Machine vision is enormously important to industry and new vision technologies are certain to cause a manufacturing revolution.
Machine vision is a fascinating field with constant innovation. New technology will generate novel techniques to utilise advanced cameras, frame grabbers, lenses, lights, and lighting controllers. Embedded systems and Industry 4.0 will become commonplace and AI techniques will dramatically enhance the boundaries of possibility.
Industry worldwide has been severely impacted by the Covid-19 pandemic during 2020. As relaxed government restrictions allows industry to rebuild, there may be enduring reluctance to employ large workforces. This will accelerate an existing trend towards automation and bring added flexibility to producers and processors.
Hyperspectral, 3D and Computational
Hyperspectral imaging, 3D techniques and computational imaging will soon become mainstream, driven by huge increases in processing power. New 3D techniques, such as laser line triangulation, stereo vision, time of flight and structured light are already generating massive interest, particularly in robot-guided applications such as pick and place,
Processing power continues to increase and the low-power processors with on-board image processing will bring embedded vision technology to more applications, such as photometric stereo. Computational and multi-shot imaging, where a sequence of images is combined into a composite image, will increasingly be used to create surface topography, glare reduction, ultra-resolution color, and extend depth of field.
Filters, Lights and Lighting Control
New sensors featuring inbuilt polarisation filters have created a generation of polarisation cameras, making it cheaper to identify surface defects, stress, and birefringence within transparent objects. Lights have seen recent innovation such as the new, thin and flexible OLED panels. Lighting controllers have become capable of driving very low or very high power in applications where backlighting is bright, and for high frequency, high power LED pulsing.

— Saved data entries —

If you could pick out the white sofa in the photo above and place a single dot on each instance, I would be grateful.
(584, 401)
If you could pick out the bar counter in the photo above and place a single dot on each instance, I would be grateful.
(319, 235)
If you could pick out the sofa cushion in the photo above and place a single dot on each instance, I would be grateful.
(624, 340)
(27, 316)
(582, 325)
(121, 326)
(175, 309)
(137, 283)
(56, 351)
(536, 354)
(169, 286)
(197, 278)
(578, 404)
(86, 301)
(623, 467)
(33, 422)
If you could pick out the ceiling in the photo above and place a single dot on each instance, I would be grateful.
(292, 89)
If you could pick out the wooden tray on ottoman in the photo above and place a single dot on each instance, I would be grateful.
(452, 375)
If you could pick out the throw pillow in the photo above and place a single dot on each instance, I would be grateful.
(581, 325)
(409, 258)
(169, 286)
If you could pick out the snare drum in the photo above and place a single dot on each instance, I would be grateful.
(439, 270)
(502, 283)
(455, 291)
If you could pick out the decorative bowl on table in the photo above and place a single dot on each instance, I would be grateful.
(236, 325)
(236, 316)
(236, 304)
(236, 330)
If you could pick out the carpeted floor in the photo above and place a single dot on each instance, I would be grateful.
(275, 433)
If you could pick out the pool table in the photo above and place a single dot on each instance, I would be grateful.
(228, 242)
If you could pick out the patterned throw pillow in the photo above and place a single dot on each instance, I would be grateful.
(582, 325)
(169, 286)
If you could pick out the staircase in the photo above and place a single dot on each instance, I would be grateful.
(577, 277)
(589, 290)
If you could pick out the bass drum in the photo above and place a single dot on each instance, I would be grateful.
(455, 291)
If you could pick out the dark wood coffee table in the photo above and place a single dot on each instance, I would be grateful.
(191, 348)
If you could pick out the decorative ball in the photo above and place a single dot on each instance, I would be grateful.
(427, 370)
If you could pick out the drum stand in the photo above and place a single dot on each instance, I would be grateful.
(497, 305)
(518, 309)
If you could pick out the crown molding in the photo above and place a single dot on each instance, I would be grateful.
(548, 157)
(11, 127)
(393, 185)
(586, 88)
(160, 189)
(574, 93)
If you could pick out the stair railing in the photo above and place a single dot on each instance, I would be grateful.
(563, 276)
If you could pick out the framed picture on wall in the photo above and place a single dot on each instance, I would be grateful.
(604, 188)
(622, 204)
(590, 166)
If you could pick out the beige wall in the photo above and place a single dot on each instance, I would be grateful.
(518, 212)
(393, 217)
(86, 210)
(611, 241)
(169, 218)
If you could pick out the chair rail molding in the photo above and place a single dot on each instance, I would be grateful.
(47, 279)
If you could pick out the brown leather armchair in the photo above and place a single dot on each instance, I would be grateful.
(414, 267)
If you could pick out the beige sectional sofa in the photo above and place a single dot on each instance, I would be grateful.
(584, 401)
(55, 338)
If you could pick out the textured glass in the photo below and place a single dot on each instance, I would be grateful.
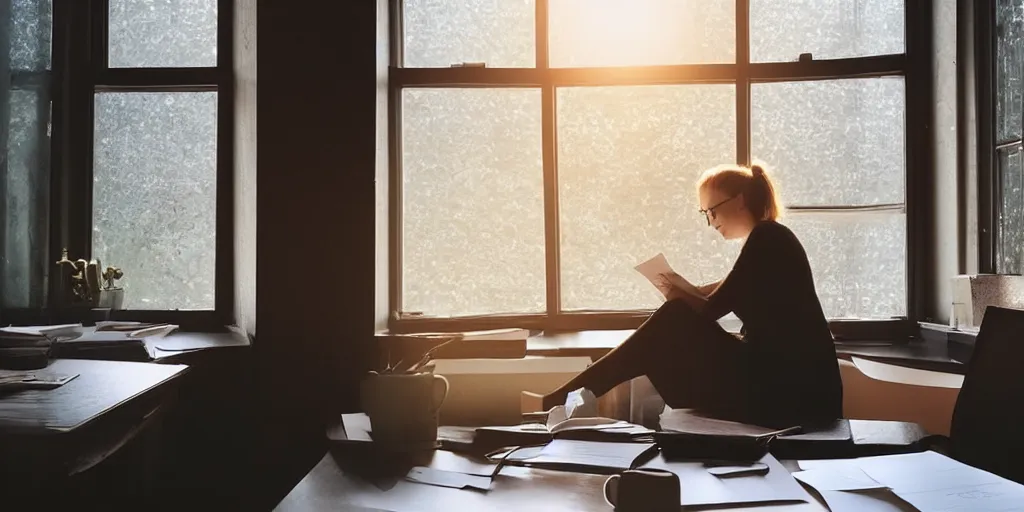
(597, 33)
(781, 30)
(628, 162)
(833, 142)
(1011, 243)
(155, 199)
(1009, 70)
(163, 33)
(472, 202)
(858, 260)
(30, 34)
(25, 181)
(440, 33)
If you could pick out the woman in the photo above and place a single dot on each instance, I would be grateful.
(781, 371)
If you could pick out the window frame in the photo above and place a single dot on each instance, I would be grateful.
(79, 64)
(910, 65)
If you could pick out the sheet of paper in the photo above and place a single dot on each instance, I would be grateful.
(864, 501)
(458, 463)
(827, 479)
(698, 487)
(448, 478)
(590, 454)
(689, 421)
(933, 482)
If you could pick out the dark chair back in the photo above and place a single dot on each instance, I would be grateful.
(987, 429)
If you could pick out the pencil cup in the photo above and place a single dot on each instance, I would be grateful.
(643, 491)
(402, 409)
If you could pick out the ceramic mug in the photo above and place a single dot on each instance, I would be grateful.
(402, 409)
(643, 489)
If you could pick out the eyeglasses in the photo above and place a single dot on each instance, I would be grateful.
(710, 212)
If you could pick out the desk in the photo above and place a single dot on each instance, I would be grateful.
(330, 487)
(48, 435)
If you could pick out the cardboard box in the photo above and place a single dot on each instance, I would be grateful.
(487, 391)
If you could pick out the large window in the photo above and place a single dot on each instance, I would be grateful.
(542, 148)
(1009, 120)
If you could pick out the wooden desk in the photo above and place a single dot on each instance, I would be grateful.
(100, 387)
(47, 436)
(330, 487)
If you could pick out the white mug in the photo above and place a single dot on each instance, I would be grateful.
(402, 409)
(643, 489)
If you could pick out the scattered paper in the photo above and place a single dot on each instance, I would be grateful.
(851, 478)
(659, 272)
(933, 482)
(448, 478)
(873, 501)
(691, 422)
(619, 456)
(698, 487)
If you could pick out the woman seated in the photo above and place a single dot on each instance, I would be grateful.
(781, 370)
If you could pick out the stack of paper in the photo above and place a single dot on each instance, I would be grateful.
(29, 347)
(927, 480)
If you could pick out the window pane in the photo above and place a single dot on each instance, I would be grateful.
(26, 182)
(440, 33)
(473, 202)
(833, 142)
(858, 260)
(628, 162)
(1009, 70)
(1011, 242)
(781, 30)
(155, 196)
(30, 38)
(163, 33)
(595, 33)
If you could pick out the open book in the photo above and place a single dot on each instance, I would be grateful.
(659, 272)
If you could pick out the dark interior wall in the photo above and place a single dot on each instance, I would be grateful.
(315, 236)
(245, 165)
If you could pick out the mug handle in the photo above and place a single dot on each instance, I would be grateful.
(440, 390)
(611, 489)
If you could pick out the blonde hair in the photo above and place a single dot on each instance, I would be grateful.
(757, 187)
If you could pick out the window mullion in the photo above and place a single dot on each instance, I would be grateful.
(742, 82)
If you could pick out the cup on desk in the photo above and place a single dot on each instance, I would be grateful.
(643, 491)
(402, 409)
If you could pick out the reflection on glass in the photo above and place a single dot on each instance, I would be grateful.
(628, 163)
(598, 33)
(472, 202)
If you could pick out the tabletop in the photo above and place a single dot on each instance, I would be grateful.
(331, 487)
(100, 387)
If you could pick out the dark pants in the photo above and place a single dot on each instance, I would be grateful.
(689, 358)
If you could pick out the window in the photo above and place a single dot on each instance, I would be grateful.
(1009, 120)
(140, 156)
(157, 150)
(545, 147)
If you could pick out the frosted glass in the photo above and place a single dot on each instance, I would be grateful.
(597, 33)
(25, 181)
(472, 202)
(833, 142)
(31, 29)
(440, 33)
(858, 260)
(781, 30)
(163, 33)
(628, 162)
(155, 196)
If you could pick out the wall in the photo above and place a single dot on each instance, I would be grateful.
(315, 236)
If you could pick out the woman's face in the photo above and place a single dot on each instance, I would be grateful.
(726, 213)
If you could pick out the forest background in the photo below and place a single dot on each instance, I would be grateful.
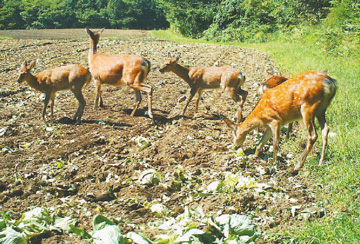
(300, 34)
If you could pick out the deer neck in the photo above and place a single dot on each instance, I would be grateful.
(92, 49)
(249, 124)
(33, 82)
(182, 72)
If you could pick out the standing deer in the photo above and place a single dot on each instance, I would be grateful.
(272, 82)
(117, 70)
(305, 96)
(70, 77)
(201, 78)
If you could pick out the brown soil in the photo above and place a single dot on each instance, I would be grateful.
(72, 167)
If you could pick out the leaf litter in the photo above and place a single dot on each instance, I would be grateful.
(171, 180)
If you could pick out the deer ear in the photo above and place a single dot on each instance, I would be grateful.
(88, 31)
(230, 124)
(100, 31)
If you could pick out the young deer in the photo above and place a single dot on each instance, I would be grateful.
(117, 70)
(305, 96)
(201, 78)
(71, 77)
(272, 82)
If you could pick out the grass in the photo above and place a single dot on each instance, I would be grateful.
(340, 177)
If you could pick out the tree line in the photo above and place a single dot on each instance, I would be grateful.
(52, 14)
(217, 20)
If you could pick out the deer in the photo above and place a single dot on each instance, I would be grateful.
(304, 96)
(272, 82)
(50, 81)
(203, 78)
(118, 70)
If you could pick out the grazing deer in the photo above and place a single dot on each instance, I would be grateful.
(272, 82)
(305, 96)
(70, 77)
(117, 70)
(201, 78)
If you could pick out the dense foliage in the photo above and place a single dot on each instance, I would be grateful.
(239, 20)
(46, 14)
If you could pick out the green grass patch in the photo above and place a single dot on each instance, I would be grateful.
(340, 176)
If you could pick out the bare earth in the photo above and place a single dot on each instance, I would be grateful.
(72, 167)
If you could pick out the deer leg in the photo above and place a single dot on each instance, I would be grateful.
(275, 128)
(263, 141)
(289, 130)
(192, 94)
(148, 90)
(52, 105)
(324, 131)
(243, 95)
(46, 102)
(308, 118)
(98, 97)
(138, 101)
(79, 96)
(197, 100)
(144, 88)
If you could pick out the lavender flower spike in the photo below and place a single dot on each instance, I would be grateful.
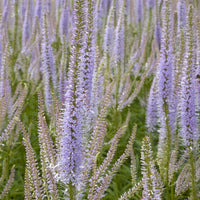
(71, 137)
(188, 117)
(181, 10)
(150, 4)
(139, 10)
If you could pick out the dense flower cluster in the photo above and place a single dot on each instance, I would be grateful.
(79, 79)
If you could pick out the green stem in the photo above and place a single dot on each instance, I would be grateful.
(193, 175)
(71, 191)
(168, 150)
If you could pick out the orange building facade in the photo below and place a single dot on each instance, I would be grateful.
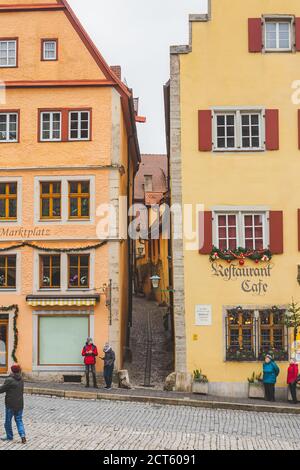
(68, 147)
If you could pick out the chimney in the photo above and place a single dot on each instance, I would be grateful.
(117, 71)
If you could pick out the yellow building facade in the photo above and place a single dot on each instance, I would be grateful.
(65, 155)
(234, 147)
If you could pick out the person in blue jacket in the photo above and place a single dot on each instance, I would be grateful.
(270, 374)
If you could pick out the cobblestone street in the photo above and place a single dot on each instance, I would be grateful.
(54, 423)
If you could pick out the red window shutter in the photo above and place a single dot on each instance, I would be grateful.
(205, 232)
(297, 31)
(205, 130)
(272, 129)
(255, 34)
(276, 232)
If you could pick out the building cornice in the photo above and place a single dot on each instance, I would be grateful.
(4, 8)
(57, 83)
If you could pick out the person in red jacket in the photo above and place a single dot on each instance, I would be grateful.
(292, 379)
(90, 353)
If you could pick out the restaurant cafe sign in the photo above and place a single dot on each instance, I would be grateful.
(252, 280)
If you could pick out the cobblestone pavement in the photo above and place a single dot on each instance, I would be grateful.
(54, 423)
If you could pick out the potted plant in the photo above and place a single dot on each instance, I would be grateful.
(200, 383)
(256, 386)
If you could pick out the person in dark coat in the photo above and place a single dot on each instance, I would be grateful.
(13, 387)
(292, 379)
(90, 352)
(270, 374)
(109, 363)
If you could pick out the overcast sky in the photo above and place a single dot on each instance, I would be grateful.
(137, 34)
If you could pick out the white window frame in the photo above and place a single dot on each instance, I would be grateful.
(64, 267)
(79, 113)
(45, 42)
(9, 41)
(239, 112)
(64, 200)
(279, 20)
(240, 213)
(7, 139)
(51, 139)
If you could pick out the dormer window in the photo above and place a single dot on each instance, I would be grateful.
(49, 49)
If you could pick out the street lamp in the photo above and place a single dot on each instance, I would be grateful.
(155, 281)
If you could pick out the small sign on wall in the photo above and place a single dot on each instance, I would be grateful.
(203, 315)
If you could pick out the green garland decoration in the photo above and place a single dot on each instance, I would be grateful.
(240, 254)
(56, 250)
(14, 308)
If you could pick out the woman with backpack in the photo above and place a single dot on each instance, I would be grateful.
(293, 379)
(270, 374)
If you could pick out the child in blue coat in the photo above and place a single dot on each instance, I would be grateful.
(270, 374)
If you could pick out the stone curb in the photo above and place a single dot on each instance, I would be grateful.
(163, 401)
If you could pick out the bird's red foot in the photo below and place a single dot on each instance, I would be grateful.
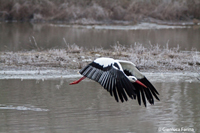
(77, 81)
(74, 82)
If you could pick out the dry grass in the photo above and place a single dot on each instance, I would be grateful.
(153, 58)
(89, 11)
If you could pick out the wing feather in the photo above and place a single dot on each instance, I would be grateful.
(111, 78)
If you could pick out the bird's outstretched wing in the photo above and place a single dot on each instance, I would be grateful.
(111, 78)
(141, 92)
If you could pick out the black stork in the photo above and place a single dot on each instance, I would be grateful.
(120, 78)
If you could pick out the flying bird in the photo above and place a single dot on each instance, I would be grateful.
(121, 78)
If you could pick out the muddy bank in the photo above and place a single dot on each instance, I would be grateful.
(101, 12)
(73, 57)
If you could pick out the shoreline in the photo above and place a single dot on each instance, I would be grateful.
(73, 57)
(101, 12)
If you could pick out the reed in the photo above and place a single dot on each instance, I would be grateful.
(89, 11)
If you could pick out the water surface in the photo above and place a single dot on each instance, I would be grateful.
(53, 106)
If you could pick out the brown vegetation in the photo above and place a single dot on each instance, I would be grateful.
(91, 11)
(74, 57)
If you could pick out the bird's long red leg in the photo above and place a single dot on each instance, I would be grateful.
(77, 81)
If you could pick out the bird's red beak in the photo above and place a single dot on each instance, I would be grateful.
(77, 81)
(140, 83)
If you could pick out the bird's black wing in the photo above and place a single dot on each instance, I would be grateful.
(142, 92)
(112, 79)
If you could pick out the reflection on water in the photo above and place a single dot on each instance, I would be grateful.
(18, 36)
(87, 107)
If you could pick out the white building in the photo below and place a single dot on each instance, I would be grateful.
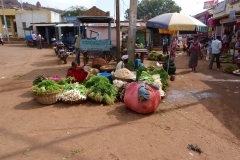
(25, 18)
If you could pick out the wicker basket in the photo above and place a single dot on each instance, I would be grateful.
(122, 79)
(98, 62)
(75, 102)
(50, 98)
(108, 68)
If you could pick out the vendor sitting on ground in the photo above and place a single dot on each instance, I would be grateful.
(123, 63)
(137, 62)
(77, 72)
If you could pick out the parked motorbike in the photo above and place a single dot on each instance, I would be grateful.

— Prompt A —
Reproduce the passage on machine vision from "Machine vision is enormously" to "boundaries of possibility.".
— Prompt B —
Summarize the passage on machine vision in two sentences.

— Written reply A —
Machine vision is enormously important to industry and new vision technologies are certain to cause a manufacturing revolution.
Machine vision is a fascinating field with constant innovation. New technology will generate novel techniques to utilise advanced cameras, frame grabbers, lenses, lights, and lighting controllers. Embedded systems and Industry 4.0 will become commonplace and AI techniques will dramatically enhance the boundaries of possibility.

— Written reply B —
Machine vision is an important and constantly innovating field, and hyperspectral imaging, 3D techniques and computational imaging are set to become mainstream as processing power increases. The Covid-19 pandemic may speed up an existing trend toward automation, while polarization cameras, thin flexible OLED panels and more capable lighting controllers are among recent developments.